## REQUEST
Retype exactly and only the lines from the one that contains "The service MUST place one dot on the lamp" through the final line of the data; pictures are left out.
* START LISTED ENTRIES *
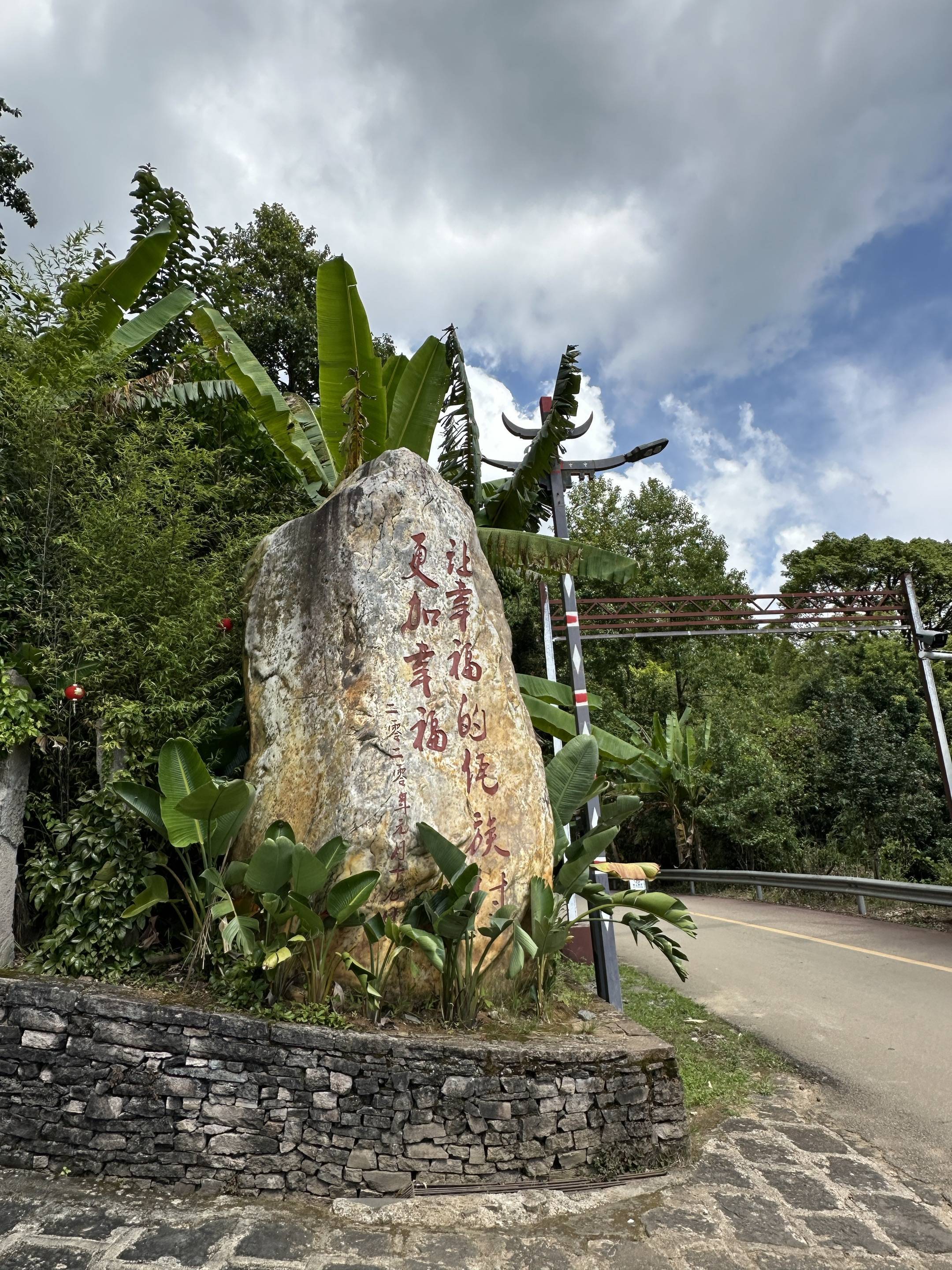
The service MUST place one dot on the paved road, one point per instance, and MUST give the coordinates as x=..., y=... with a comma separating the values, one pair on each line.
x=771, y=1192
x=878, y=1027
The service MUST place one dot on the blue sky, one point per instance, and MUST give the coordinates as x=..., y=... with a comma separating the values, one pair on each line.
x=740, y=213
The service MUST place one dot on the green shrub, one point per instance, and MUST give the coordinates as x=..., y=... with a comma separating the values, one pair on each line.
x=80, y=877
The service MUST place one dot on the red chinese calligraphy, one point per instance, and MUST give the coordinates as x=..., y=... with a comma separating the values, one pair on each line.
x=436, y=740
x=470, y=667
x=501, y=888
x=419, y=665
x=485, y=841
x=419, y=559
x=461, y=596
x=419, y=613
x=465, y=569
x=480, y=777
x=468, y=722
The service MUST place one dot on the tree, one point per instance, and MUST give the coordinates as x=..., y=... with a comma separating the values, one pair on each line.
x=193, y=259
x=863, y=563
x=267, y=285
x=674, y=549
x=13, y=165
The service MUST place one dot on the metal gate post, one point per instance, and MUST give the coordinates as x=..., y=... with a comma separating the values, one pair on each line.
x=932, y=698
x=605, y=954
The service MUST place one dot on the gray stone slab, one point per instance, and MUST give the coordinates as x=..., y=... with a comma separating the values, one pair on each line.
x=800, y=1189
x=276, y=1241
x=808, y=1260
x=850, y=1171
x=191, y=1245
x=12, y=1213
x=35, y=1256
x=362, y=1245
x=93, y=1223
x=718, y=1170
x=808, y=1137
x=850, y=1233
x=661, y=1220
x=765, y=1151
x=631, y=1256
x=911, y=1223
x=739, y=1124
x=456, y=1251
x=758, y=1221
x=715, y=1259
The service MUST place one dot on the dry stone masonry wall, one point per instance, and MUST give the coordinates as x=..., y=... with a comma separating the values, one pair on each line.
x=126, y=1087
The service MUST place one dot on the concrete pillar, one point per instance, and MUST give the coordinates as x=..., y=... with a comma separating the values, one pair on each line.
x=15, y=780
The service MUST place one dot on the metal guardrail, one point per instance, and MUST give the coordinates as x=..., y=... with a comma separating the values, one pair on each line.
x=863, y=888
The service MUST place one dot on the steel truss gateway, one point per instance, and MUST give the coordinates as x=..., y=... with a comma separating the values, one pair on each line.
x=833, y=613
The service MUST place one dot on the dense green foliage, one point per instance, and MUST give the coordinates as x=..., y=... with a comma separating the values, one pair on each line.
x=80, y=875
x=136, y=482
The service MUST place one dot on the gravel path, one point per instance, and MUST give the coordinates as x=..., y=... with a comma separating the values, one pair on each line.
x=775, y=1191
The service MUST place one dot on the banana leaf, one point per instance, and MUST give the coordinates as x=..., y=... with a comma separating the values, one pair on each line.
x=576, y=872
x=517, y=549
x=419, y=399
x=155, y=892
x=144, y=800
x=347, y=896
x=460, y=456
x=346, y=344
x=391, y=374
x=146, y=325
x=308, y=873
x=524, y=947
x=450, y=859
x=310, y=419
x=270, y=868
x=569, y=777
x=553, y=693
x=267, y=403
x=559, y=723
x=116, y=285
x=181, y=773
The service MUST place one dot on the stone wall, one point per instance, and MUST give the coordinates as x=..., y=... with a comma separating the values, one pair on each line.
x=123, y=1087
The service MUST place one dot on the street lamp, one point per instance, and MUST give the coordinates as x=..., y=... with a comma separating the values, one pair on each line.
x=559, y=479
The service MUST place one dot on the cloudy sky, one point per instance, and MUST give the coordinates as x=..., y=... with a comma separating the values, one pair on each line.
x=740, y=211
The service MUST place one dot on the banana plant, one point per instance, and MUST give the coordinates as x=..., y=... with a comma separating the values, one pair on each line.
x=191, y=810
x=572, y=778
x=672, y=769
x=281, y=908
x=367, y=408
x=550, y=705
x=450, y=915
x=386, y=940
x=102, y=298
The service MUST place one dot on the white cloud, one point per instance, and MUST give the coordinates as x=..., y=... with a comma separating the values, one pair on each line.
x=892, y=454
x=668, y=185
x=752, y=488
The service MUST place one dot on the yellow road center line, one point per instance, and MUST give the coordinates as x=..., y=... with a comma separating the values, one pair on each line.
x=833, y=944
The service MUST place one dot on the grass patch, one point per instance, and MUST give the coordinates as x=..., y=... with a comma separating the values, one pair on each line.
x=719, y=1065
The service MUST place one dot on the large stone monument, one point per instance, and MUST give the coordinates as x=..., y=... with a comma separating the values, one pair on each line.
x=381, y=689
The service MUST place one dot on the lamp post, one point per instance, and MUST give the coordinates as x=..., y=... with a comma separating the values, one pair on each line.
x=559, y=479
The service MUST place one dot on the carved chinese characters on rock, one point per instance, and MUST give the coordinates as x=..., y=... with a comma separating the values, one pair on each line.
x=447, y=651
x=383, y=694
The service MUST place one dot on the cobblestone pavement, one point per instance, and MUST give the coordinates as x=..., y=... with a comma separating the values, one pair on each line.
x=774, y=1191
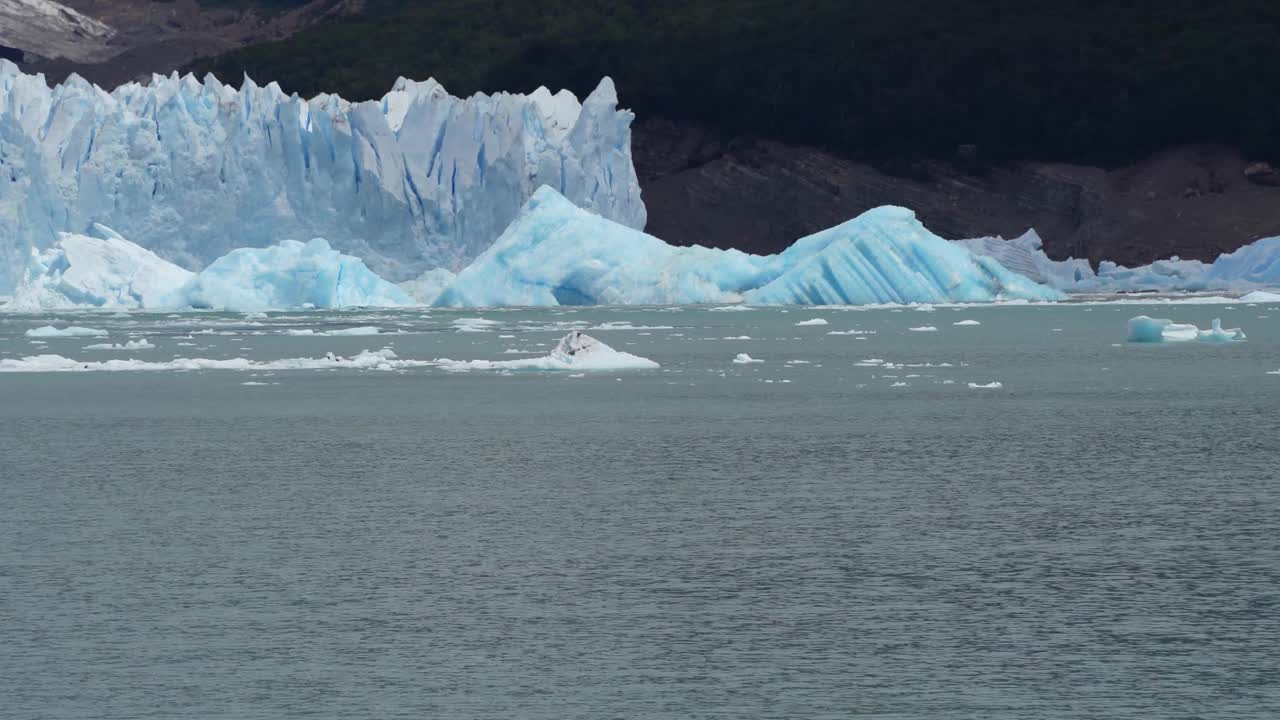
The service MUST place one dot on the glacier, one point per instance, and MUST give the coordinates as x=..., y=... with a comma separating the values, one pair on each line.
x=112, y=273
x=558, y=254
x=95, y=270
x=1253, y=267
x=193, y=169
* END LISTED ENTRIES *
## RESPONSE
The service MUST place one dot on the lamp post, one point per instance, and MUST give the coordinates as x=..., y=... with a comma separating the values, one pair on each line.
x=559, y=479
The service MUST place one dot on the carved chinese characters on rock, one point per instance, and MUST give the coordinates as x=..., y=... with a comma separating the values, one pair on each line.
x=447, y=651
x=383, y=694
The service MUST place one dot on the cobblestone pavement, one point per instance, and MUST give the coordinates as x=..., y=... with a comma separating the values, one pair on each line.
x=774, y=1191
The service MUST place one dot on the glacier, one point per instance, and MUST give the coordinates as x=..., y=... with a comma separating the values, one pair on each line.
x=112, y=273
x=558, y=254
x=95, y=270
x=1253, y=267
x=193, y=169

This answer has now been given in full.